* ASSIGNMENT
Exactly the lines from the one with "stone veneer wall." through the final line of the listing below should appear in the answer, and no others.
◆ ◆ ◆ ◆ ◆
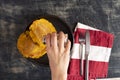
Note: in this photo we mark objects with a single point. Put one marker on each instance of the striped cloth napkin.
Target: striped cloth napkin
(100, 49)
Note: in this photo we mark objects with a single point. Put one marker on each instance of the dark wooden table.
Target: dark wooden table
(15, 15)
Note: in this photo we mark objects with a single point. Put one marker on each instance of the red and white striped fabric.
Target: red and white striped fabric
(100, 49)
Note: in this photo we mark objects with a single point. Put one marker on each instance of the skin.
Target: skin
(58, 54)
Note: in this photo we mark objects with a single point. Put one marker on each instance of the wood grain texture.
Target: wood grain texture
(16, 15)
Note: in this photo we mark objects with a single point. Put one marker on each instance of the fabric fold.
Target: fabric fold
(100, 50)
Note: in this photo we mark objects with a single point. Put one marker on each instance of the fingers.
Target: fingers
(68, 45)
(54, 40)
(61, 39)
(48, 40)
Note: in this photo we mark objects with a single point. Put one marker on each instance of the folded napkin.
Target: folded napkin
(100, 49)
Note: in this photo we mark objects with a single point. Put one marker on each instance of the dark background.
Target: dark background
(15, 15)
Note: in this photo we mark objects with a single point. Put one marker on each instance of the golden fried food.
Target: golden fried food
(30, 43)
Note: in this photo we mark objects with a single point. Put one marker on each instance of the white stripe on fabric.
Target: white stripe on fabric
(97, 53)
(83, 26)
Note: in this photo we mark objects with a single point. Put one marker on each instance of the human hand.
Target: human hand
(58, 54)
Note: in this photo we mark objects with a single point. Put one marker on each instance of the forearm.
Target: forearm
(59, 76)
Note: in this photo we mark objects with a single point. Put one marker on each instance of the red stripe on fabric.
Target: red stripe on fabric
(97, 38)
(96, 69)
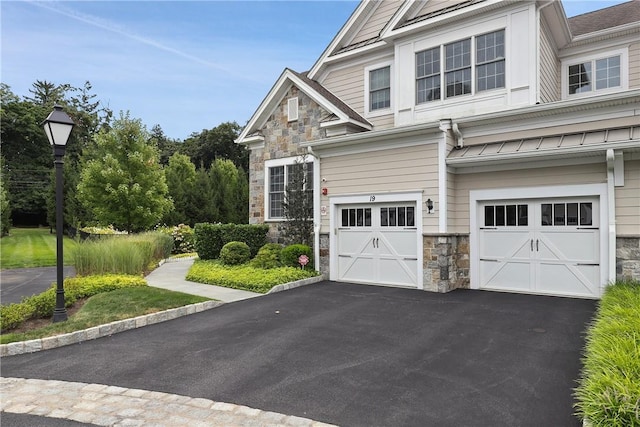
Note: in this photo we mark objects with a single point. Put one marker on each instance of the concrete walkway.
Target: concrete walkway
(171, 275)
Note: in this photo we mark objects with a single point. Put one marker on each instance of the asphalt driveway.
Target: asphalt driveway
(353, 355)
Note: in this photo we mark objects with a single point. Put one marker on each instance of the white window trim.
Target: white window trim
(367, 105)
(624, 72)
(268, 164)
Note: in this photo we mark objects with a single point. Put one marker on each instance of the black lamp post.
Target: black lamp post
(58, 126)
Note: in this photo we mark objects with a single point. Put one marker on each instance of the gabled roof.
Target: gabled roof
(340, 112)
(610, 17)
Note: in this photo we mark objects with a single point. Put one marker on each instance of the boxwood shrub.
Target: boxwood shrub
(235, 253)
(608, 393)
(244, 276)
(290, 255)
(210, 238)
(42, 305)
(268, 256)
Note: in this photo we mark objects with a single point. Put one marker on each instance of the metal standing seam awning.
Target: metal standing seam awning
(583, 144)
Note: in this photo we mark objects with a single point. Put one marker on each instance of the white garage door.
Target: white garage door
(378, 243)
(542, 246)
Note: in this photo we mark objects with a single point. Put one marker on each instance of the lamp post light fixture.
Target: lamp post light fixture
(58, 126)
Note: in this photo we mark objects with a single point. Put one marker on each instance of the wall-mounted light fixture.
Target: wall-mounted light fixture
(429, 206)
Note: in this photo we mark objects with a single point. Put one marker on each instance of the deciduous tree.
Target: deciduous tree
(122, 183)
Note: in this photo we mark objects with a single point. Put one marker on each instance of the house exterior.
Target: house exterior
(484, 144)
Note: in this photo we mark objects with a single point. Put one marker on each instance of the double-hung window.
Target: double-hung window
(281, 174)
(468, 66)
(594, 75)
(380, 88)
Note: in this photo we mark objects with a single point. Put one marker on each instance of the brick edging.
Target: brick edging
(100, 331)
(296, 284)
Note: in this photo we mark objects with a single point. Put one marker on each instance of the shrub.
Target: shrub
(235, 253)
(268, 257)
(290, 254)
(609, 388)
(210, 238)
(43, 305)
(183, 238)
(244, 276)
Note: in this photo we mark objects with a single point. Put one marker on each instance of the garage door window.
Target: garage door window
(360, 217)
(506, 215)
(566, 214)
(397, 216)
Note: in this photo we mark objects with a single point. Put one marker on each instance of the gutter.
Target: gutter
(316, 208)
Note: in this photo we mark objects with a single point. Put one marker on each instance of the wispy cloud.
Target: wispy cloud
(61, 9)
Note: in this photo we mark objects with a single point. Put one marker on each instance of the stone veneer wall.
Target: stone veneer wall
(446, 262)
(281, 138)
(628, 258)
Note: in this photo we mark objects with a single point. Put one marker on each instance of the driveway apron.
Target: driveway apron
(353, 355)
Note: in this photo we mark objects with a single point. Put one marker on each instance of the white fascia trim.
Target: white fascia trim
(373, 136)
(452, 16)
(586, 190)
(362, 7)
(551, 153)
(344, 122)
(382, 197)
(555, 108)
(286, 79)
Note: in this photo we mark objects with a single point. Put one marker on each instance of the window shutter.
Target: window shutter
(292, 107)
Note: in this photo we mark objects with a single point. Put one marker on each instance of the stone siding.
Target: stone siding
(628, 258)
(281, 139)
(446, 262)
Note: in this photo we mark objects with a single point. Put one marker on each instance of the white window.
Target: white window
◆ ◆ ◆ ◆ ◆
* FINISHED TASK
Note: in this photo we mark objects with a single point. Put one marker on each instance of the stone veneer wall.
Target: stone veneer wall
(446, 262)
(281, 138)
(628, 258)
Note: in this photo we mark objects with a single point. Put one marker on each instance of the driveway apron.
Target: driveway apron
(353, 355)
Note: in this photo we mark objects with a single point. Put one marker on each instance of the white fascia trim.
Target: white fascia trim
(373, 136)
(452, 16)
(586, 190)
(362, 7)
(551, 153)
(344, 122)
(382, 197)
(555, 108)
(286, 79)
Note: in this photo we mark objects with a single point. Put one marker on each instance of the window shutter.
Target: window shutter
(292, 107)
Note: in this photo we mark objects with a single point. Put one marker on each instance of the stone siding.
Target: stone siding
(628, 258)
(281, 139)
(446, 262)
Note: in this photo we mark objects with a single point. Put one marker on each instance of the white window.
Target: white window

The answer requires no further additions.